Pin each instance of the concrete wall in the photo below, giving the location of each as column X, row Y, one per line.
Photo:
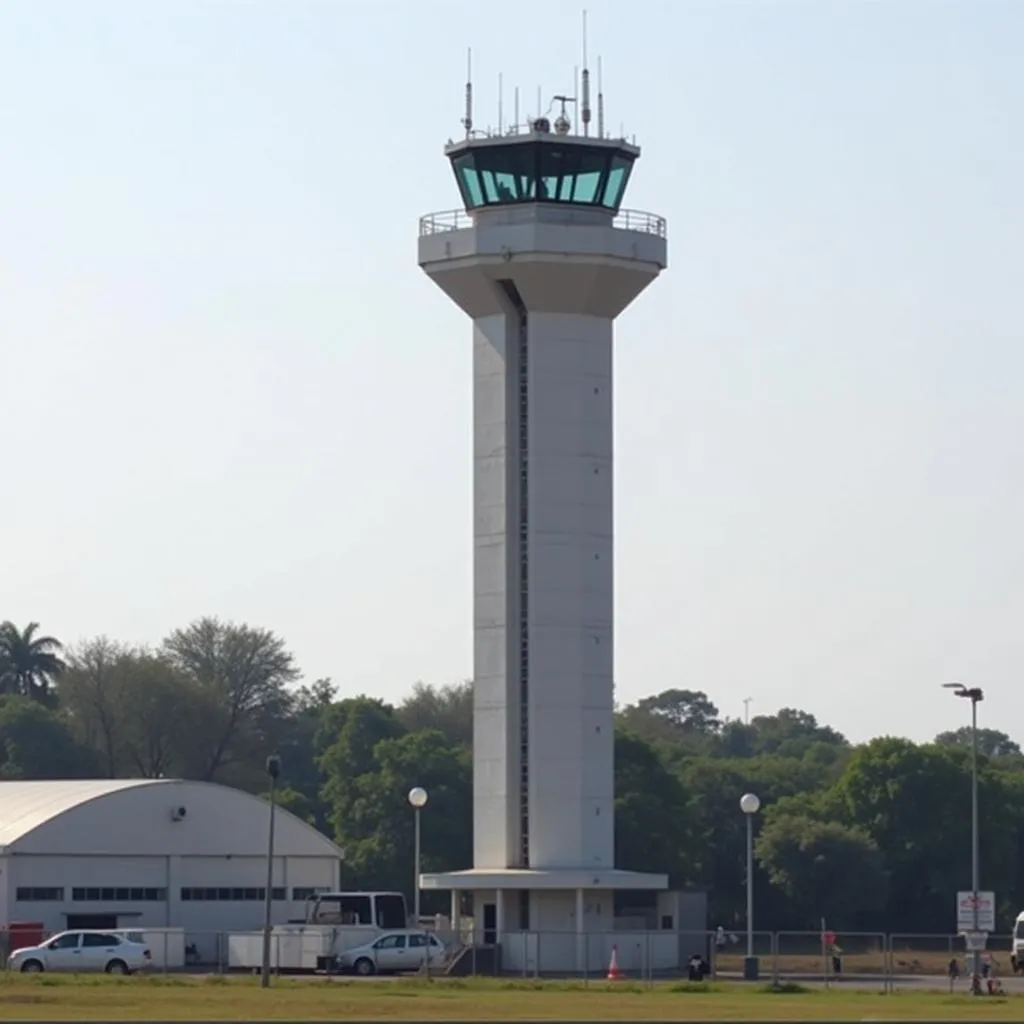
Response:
column 571, row 593
column 573, row 272
column 496, row 713
column 554, row 952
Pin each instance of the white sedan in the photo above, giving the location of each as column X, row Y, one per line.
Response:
column 82, row 951
column 394, row 951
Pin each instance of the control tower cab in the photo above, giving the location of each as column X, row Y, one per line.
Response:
column 536, row 197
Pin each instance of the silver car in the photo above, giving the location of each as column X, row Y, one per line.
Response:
column 394, row 951
column 82, row 951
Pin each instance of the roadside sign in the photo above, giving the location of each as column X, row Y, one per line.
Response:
column 986, row 912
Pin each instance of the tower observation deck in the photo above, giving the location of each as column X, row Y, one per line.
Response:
column 542, row 257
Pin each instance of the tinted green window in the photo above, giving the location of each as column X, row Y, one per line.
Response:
column 548, row 172
column 469, row 183
column 616, row 182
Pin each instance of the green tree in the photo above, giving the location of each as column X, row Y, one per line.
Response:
column 136, row 709
column 684, row 720
column 376, row 828
column 295, row 803
column 651, row 813
column 915, row 803
column 244, row 672
column 823, row 867
column 991, row 742
column 345, row 740
column 37, row 743
column 30, row 664
column 449, row 709
column 718, row 854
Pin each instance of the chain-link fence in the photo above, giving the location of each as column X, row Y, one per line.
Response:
column 860, row 960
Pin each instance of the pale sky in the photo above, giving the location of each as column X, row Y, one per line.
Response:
column 228, row 389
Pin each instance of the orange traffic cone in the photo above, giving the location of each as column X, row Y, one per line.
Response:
column 613, row 973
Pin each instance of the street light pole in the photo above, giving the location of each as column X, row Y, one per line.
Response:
column 418, row 800
column 975, row 695
column 273, row 770
column 750, row 804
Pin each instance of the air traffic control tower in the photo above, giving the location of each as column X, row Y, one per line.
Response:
column 543, row 258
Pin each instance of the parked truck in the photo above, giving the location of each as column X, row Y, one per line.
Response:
column 333, row 924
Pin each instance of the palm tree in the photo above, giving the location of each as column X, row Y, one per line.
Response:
column 29, row 664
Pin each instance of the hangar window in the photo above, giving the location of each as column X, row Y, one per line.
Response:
column 39, row 894
column 119, row 894
column 236, row 894
column 307, row 892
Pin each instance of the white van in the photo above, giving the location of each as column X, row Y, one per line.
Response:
column 1017, row 945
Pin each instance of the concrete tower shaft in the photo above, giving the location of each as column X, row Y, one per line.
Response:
column 543, row 280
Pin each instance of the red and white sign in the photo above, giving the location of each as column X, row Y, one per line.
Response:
column 986, row 912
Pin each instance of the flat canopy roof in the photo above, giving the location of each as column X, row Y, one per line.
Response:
column 556, row 879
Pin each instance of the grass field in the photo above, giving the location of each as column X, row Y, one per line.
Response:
column 90, row 997
column 924, row 962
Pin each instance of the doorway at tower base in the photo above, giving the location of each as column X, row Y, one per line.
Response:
column 656, row 937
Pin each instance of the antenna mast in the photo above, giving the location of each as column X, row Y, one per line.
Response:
column 586, row 81
column 467, row 121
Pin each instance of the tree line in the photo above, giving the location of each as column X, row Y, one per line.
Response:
column 873, row 837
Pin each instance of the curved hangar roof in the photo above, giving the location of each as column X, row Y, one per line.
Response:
column 123, row 817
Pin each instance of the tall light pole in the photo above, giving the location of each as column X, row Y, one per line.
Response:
column 273, row 770
column 975, row 694
column 418, row 799
column 750, row 804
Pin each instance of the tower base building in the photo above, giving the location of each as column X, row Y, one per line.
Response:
column 543, row 258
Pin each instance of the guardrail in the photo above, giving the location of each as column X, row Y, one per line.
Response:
column 625, row 220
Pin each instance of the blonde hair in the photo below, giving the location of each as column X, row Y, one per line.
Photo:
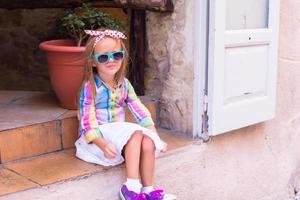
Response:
column 89, row 70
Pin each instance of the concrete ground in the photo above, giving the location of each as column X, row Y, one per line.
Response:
column 105, row 184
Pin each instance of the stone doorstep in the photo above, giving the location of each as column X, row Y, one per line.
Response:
column 56, row 134
column 46, row 169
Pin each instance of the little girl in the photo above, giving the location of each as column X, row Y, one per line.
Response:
column 105, row 138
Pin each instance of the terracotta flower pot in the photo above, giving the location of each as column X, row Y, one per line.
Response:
column 66, row 68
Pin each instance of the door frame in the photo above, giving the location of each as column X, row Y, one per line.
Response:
column 201, row 35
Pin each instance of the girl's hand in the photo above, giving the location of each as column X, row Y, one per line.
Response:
column 109, row 151
column 165, row 147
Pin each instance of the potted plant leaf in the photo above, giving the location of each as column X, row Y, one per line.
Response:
column 65, row 56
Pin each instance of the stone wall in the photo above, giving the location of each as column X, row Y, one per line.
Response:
column 169, row 72
column 23, row 66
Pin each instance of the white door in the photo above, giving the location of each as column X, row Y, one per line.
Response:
column 242, row 62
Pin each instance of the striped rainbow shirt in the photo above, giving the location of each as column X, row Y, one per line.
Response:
column 108, row 106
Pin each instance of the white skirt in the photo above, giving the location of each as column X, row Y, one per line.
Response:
column 118, row 134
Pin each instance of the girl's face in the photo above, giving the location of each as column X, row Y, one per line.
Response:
column 108, row 45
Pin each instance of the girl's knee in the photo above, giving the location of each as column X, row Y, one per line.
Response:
column 137, row 136
column 147, row 144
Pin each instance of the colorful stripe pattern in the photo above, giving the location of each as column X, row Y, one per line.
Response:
column 108, row 106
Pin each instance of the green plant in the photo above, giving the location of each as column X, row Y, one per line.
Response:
column 86, row 17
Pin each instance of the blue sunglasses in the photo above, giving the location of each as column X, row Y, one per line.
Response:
column 105, row 57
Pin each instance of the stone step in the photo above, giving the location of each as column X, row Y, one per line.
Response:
column 37, row 175
column 32, row 123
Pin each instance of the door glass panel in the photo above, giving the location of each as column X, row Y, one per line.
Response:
column 246, row 14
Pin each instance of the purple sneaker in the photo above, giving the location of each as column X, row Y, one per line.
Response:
column 156, row 195
column 130, row 195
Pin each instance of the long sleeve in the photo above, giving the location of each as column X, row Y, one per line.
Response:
column 137, row 108
column 88, row 122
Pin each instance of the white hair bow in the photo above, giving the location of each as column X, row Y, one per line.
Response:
column 101, row 34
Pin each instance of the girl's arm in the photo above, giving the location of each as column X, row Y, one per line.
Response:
column 88, row 122
column 139, row 110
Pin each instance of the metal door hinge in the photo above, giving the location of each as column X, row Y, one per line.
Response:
column 204, row 134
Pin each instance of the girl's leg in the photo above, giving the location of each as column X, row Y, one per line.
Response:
column 132, row 155
column 147, row 161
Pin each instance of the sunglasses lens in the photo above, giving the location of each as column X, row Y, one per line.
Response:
column 118, row 56
column 103, row 58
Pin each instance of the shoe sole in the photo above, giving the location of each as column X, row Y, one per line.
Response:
column 121, row 195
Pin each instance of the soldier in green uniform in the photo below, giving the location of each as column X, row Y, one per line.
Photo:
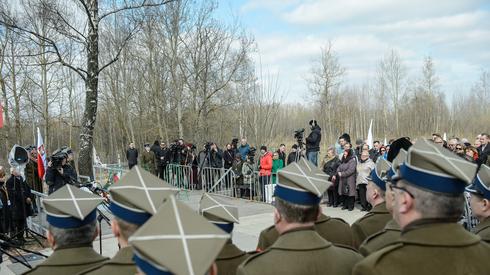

********

» Task objective: An exact copy of all the lines above is required, with the pictures removed.

» Exercise response:
Pin each instance of the concrete wall in the photo below, giving the location of each as column X, row Y, one per line.
Photo:
Response:
column 571, row 593
column 573, row 272
column 496, row 713
column 554, row 952
Pin each instance of the white sedan in the photo above, giving the location of each as column X, row Y, one per line.
Response:
column 82, row 951
column 394, row 951
Pin each instance of the control tower cab in the photo above, giving the location of each as column X, row Y, one per line.
Response:
column 536, row 197
Pin each instance of the silver car in the photo above, giving the location of each as column X, row Y, one per line.
Response:
column 394, row 951
column 82, row 951
Pin each instance of the roadside sign in the photo above, giving the location of each as column X, row Y, one per line.
Response:
column 986, row 912
Pin each instance of the tower observation deck in the photo above, giving the location of each as column X, row Y, one per line.
Response:
column 542, row 257
Pin each instance of the tinted green window in the photo above, giving the location of each as column X, row Y, one per line.
Response:
column 548, row 172
column 469, row 183
column 616, row 182
Pin each instance of the green tree in the photo above, giving the location of each as column X, row Y, one per line.
Response:
column 136, row 709
column 684, row 720
column 376, row 828
column 295, row 803
column 651, row 813
column 915, row 803
column 244, row 672
column 823, row 867
column 991, row 742
column 345, row 740
column 37, row 743
column 30, row 664
column 449, row 709
column 718, row 854
Pin each instance of the chain-link fence in the photo above, giving the location of each as column X, row Y, one per line.
Response:
column 860, row 960
Pin each instance of the pale sky in the photo above, giving the location of each as column X, row Y, one per line.
Response:
column 228, row 389
Pin each instance of the orange traffic cone in the photo above, giving the location of each as column X, row Y, one per line.
Response:
column 613, row 973
Pin each instance of the street light pole in the photo above, giving the location of each as column X, row Y, one per line.
Response:
column 418, row 800
column 975, row 695
column 273, row 770
column 750, row 804
Pin each instance of the air traffic control tower in the photo above, giving the location of each as column X, row Y, one per line.
Response:
column 543, row 258
Pin each instance of the parked truck in the photo above, giving the location of each as column X, row Y, one per line.
Response:
column 333, row 924
Pin each instance of the palm tree in the photo above, giving the location of each as column X, row Y, one per line.
Response:
column 29, row 664
Pin each instance of the hangar window in the photo above, giving the location of each as column X, row Y, one per line.
Response:
column 39, row 894
column 119, row 894
column 236, row 894
column 307, row 892
Pin each instance of the white van in the photo above, giving the location of each as column X, row Y, one per line.
Response:
column 1017, row 945
Pin each instance of the concrete tower shaft in the photo above, giving the location of each as column X, row Y, one per line.
Response:
column 543, row 280
Pin each instance of the red and white sign in the photo above, giving the location of each as column X, row Y, one per line.
Response:
column 986, row 912
Pin each instance of the flat canopy roof in the photo above, giving the location of each as column X, row Y, one per line.
Response:
column 556, row 879
Pin each instance of the grass field in the photo above, giving the location of each as column X, row Y, one per line.
Response:
column 90, row 997
column 924, row 962
Pin each instance of the doorway at tower base in the photo above, giving the location of each as column X, row Y, one per line.
Response:
column 656, row 937
Pin each instance of the antenna mast in the photo above, giving the location of each as column X, row Y, one per line.
Response:
column 586, row 81
column 467, row 121
Pin each instance of the tree line in the photo above, giving the location of each as column X, row Y, one per line.
Response:
column 873, row 837
Pin each instance of the curved hangar roof in the photo above, giving the location of each as column X, row Y, one per line.
Response:
column 123, row 817
Pin each instance of the tall light pole in the photo above, giving the location of each as column X, row Y, one per line.
Response:
column 273, row 770
column 975, row 694
column 418, row 799
column 750, row 804
Pin each instance of the tower base building in the photo above, giving the location of each as column X, row Y, one per line.
Response:
column 543, row 258
Pin each instance of the guardrail in the photo above, giving the location of each as column X, row Y, one per line.
Response:
column 625, row 220
Pin each instance of the blonde hair in the photo below, giving the location of each as column X, row Y, one per line.
Photo:
Response:
column 89, row 70
Pin each instance of the concrete ground in the photo above, giving the location of each as column X, row Y, one per line.
Response:
column 105, row 184
Pin each instance of the stone doorstep in the photo above, giving the location of each as column X, row Y, one per line.
Response:
column 56, row 134
column 46, row 169
Pin each instance of the little girl in the photo above, giving the location of each as column X, row Y, one per line.
Response:
column 105, row 138
Pin each instance of the terracotta flower pot in the photo above, giving the location of each as column X, row Y, one per line.
Response:
column 66, row 68
Pin each instance of the door frame in the photo above, giving the location of each as column X, row Y, one per line.
Response:
column 201, row 35
Pin each instance of the girl's hand in the photo above, giving the location of each as column X, row Y, one per line.
Response:
column 109, row 151
column 165, row 147
Pin each instance of the potted plant leaf in the photo above, giving the location of each as column X, row Y, one per line.
Response:
column 65, row 56
Pin each instance of the stone wall in the photo above, giving the location of each as column X, row Y, one per line.
Response:
column 169, row 72
column 23, row 66
Pin each instance of the white door in the photo above, giving the location of each as column X, row Y, one per line.
Response:
column 242, row 62
Pin each instance of the striped rainbow shirt in the photo above, giving the location of each as column X, row Y, one per line.
Response:
column 108, row 106
Pin each instance of the white skirt in the photo above, giving the location of each as column X, row Y, one per line.
Response:
column 118, row 134
Pin each instance of the girl's face in the photo above, giving the location of each as column X, row Y, one per line.
Response:
column 108, row 45
Pin each instance of the girl's knee in the photo above, giving the location of each as column X, row Y, one per line.
Response:
column 137, row 136
column 147, row 144
Pin each instance of the colorful stripe pattern in the photo above, giving the location of each as column X, row Y, one per line.
Response:
column 108, row 106
Pin each instance of the green plant in the photo above, giving the location of each as column X, row Y, one per line.
Response:
column 86, row 17
Pin each instance of the blue sunglasses in the photo above, giving the location of each as column X, row Y, one per line.
Response:
column 105, row 57
Pin each instance of the stone step in the photo above, giving the location of each as column X, row Y, one per line.
Response:
column 37, row 175
column 32, row 123
Pin each instance of the door glass panel in the photo above, giving the location of each as column X, row Y, one per line.
Response:
column 246, row 14
Pin each instance of the purple sneaker in the photo above, giving the location of each as column X, row Y, one per line.
Response:
column 156, row 195
column 130, row 195
Pin each instance of the long sleeve in the photo above, giving the location of each as column X, row Y, one per line.
Response:
column 137, row 108
column 88, row 122
Pin each instance of the white hair bow in the photo above, giving the location of each as column X, row Y, one per line.
Response:
column 101, row 34
Pin each instance of the girl's arm in the photo above, giving the location of each as column X, row Y, one per line.
Response:
column 88, row 122
column 139, row 110
Pin each instance of the metal door hinge in the photo above, giving the location of each as column X, row Y, one per line.
Response:
column 204, row 134
Pin each instance of the girl's leg in the photo above, giving the location of each as column X, row Y, one per line.
Response:
column 132, row 155
column 147, row 161
Pin each instance of the sunglasses lens in the photo above, giving the location of each as column X, row Y, one per line.
Response:
column 118, row 56
column 103, row 58
Pin each instance of the shoe sole in the photo above, giving the location of each as column X, row Y, one per line.
Response:
column 121, row 195
Pin each instance of the soldier in green uniform in the photo below, giving the location of each as column X, row Y, one per line.
Photo:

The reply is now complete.